Listed records
━━━━━━━━━━

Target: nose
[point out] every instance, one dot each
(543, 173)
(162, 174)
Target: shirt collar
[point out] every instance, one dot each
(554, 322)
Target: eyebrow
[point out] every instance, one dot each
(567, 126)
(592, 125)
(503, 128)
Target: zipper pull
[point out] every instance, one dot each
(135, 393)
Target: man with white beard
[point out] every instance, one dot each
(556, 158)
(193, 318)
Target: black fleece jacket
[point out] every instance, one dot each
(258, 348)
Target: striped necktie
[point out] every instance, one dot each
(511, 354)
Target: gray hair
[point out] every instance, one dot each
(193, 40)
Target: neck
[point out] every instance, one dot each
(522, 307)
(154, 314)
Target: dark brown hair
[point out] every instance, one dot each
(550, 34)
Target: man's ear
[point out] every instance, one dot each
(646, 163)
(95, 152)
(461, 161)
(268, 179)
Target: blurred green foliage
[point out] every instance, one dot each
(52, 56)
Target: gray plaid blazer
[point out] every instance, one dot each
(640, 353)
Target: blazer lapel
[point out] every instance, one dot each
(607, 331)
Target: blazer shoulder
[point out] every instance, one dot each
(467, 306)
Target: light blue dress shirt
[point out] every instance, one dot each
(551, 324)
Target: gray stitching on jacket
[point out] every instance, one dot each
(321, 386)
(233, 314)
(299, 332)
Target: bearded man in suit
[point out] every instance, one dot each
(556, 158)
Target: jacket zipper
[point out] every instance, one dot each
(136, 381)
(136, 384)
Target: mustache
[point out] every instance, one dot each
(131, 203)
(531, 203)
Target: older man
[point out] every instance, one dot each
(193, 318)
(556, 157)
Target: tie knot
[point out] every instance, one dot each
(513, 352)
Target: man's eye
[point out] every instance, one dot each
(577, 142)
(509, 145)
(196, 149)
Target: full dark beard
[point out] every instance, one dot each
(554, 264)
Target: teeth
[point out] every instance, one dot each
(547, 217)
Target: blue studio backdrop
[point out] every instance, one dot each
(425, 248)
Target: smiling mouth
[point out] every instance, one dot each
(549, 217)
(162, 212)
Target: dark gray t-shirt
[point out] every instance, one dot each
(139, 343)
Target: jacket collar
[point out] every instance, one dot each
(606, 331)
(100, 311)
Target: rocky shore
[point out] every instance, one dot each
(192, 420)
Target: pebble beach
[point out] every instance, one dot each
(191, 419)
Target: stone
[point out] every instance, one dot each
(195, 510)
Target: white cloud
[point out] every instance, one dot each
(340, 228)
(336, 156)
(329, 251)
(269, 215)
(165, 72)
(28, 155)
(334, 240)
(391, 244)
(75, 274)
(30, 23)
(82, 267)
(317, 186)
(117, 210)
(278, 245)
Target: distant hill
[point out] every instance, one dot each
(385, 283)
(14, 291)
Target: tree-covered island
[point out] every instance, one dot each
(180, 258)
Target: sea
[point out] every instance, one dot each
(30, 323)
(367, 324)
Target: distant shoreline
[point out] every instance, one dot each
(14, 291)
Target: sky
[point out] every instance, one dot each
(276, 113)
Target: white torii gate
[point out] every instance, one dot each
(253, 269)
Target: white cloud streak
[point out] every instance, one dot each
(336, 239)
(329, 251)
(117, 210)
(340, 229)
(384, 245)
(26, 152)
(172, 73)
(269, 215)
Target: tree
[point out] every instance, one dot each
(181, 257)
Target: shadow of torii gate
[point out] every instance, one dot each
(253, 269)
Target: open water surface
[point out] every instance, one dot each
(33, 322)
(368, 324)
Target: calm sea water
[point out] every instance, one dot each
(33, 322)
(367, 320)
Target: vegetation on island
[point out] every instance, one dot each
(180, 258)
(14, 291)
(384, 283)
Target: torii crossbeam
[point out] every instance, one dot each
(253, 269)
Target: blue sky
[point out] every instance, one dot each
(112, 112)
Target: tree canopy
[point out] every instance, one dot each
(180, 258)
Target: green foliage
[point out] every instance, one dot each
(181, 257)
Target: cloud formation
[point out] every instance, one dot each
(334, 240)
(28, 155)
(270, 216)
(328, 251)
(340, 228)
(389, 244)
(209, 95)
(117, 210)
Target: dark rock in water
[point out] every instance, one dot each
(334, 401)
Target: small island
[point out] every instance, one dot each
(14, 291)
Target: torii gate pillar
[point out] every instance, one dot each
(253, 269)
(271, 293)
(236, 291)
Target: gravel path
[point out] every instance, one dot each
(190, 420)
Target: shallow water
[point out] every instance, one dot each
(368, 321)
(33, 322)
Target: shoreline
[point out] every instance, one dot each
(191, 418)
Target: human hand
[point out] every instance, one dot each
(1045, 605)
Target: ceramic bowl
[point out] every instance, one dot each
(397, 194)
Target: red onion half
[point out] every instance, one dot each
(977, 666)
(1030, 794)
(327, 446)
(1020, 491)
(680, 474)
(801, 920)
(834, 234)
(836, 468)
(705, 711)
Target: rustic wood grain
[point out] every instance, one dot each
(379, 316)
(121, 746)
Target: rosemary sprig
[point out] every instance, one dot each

━━━━━━━━━━

Instructions to follow
Extract all of the data above, reproducing every line word for word and in the same order.

Solution to this exercise
Target: nose
[point out] every instance, one dot each
(543, 173)
(162, 174)
Target: shirt collar
[point out] every instance, one dot each
(554, 322)
Target: eyebrow
[point out] every instance, one dot each
(567, 126)
(592, 125)
(503, 128)
Target: zipper pull
[point out] every instance, one dot each
(135, 393)
Target: man with white beard
[point out] every instance, one dot each
(556, 158)
(193, 318)
Target: black fleece jacket
[point out] every instance, one dot each
(258, 348)
Target: striped necktie
[point out] every instance, one dot each
(511, 354)
Target: gray hair
[point out] every instance, one dot each
(193, 40)
Target: neck
[point out] every instance, one dot each
(522, 307)
(154, 314)
Target: dark brown hair
[point out] every instance, one dot each
(550, 34)
Target: man's ear
[point out] every instance, one dot each
(646, 163)
(95, 152)
(461, 161)
(268, 179)
Target: blurred green foliage
[point out] every instance, one dot each
(52, 56)
Target: gray plaid blazer
[point out] every instance, one dot each
(640, 353)
Target: blazer lapel
[point out] every instance, one dot each
(607, 331)
Target: blazer shoulder
[point out] every instance, one dot each
(467, 306)
Target: light blue dress shirt
[point out] every instance, one dot each
(551, 324)
Target: gray stitching on jacket
[point out] every instance, one dot each
(321, 386)
(233, 314)
(299, 332)
Target: bearded man in suit
[point out] every instance, one dot each
(556, 158)
Target: jacket zipper
[point out] every instance, one dot each
(136, 381)
(136, 384)
Target: mustache
[point out] every instance, one dot each
(131, 203)
(531, 203)
Target: older man
[point out] every instance, one dot each
(193, 318)
(556, 157)
Target: tie knot
[point out] every instance, one dot each
(513, 352)
Target: man's eye
[point out] every instance, one dot each
(577, 142)
(509, 145)
(196, 149)
Target: full dark beard
[point out] every instance, one dot each
(554, 264)
Target: teeth
[point out] every instance, one dot each
(547, 217)
Target: blue studio backdrop
[point out] every instance, one dot each
(425, 248)
Target: smiling mouth
[point out] every instance, one dot each
(549, 217)
(162, 212)
Target: dark gray t-shirt
[point out] every instance, one dot each
(139, 343)
Target: jacket collar
[point out] every instance, one dot each
(606, 331)
(100, 311)
Target: rocky shore
[point out] every instance, one dot each
(192, 420)
Target: pebble beach
[point out] every instance, one dot each
(191, 419)
Target: stone
[point out] every instance, one dot each
(195, 510)
Target: white cloud
[point out] every instance, one dot each
(340, 228)
(336, 156)
(329, 251)
(269, 215)
(165, 72)
(28, 155)
(334, 240)
(391, 244)
(75, 274)
(30, 23)
(82, 267)
(317, 186)
(117, 210)
(278, 245)
Target: distant hill
[point out] every instance, one dot each
(385, 283)
(14, 291)
Target: tree-covered island
[point out] every instance, one dot each
(180, 258)
Target: sea
[point out] every instance, one dot each
(30, 323)
(367, 324)
Target: distant shoreline
[point out] every instance, one dot each
(14, 291)
Target: sky
[point out] every instance, one dot each
(276, 113)
Target: white torii gate
[point out] every instance, one dot each
(253, 269)
Target: white cloud streak
[point out] every instance, one dot each
(336, 239)
(329, 251)
(117, 210)
(340, 229)
(384, 245)
(26, 152)
(172, 73)
(269, 215)
Target: tree
[point out] every instance, one dot each
(181, 257)
Target: shadow of torii gate
[point out] every instance, one dot each
(253, 269)
Target: open water surface
[point out] every instance, one dot each
(33, 322)
(368, 324)
Target: calm sea water
[point out] every instance, one dot each
(33, 322)
(367, 320)
Target: vegetation on island
[point out] every instance, one dot each
(180, 258)
(14, 291)
(384, 283)
Target: torii crossbeam
[point out] every instance, one dot each
(253, 269)
Target: blue sky
[point out] every instance, one dot each
(112, 112)
Target: tree canopy
[point out] every instance, one dot each
(180, 258)
Target: green foliage
[point out] every instance, one dot each
(181, 257)
Target: cloud formation
[point out] every instance, one dot each
(334, 240)
(28, 155)
(270, 216)
(328, 251)
(340, 228)
(389, 244)
(209, 95)
(117, 210)
Target: dark rock in water
[point out] every instance, one dot each
(334, 401)
Target: small island
[point out] every instance, one dot each
(14, 291)
Target: torii gate pillar
[point out] every instance, one dot each
(253, 269)
(271, 293)
(236, 291)
Target: gravel path
[point out] every instance, one dot each
(190, 420)
Target: shallow water
[point out] every instance, one dot each
(368, 321)
(33, 322)
Target: shoreline
[point out] every instance, one dot each
(191, 418)
Target: human hand
[point out] every instance, one dot each
(1045, 605)
Target: ceramic bowl
[point out] every instance, one dot each
(397, 194)
Target: red onion half
[point out] every instance, one dot each
(977, 666)
(1030, 794)
(327, 446)
(1020, 491)
(680, 474)
(801, 920)
(834, 234)
(836, 468)
(705, 711)
Target: rustic wood grain
[point out] every instance, one dot each
(379, 316)
(121, 746)
Target: rosemary sprig
[point out] every instance, one dot each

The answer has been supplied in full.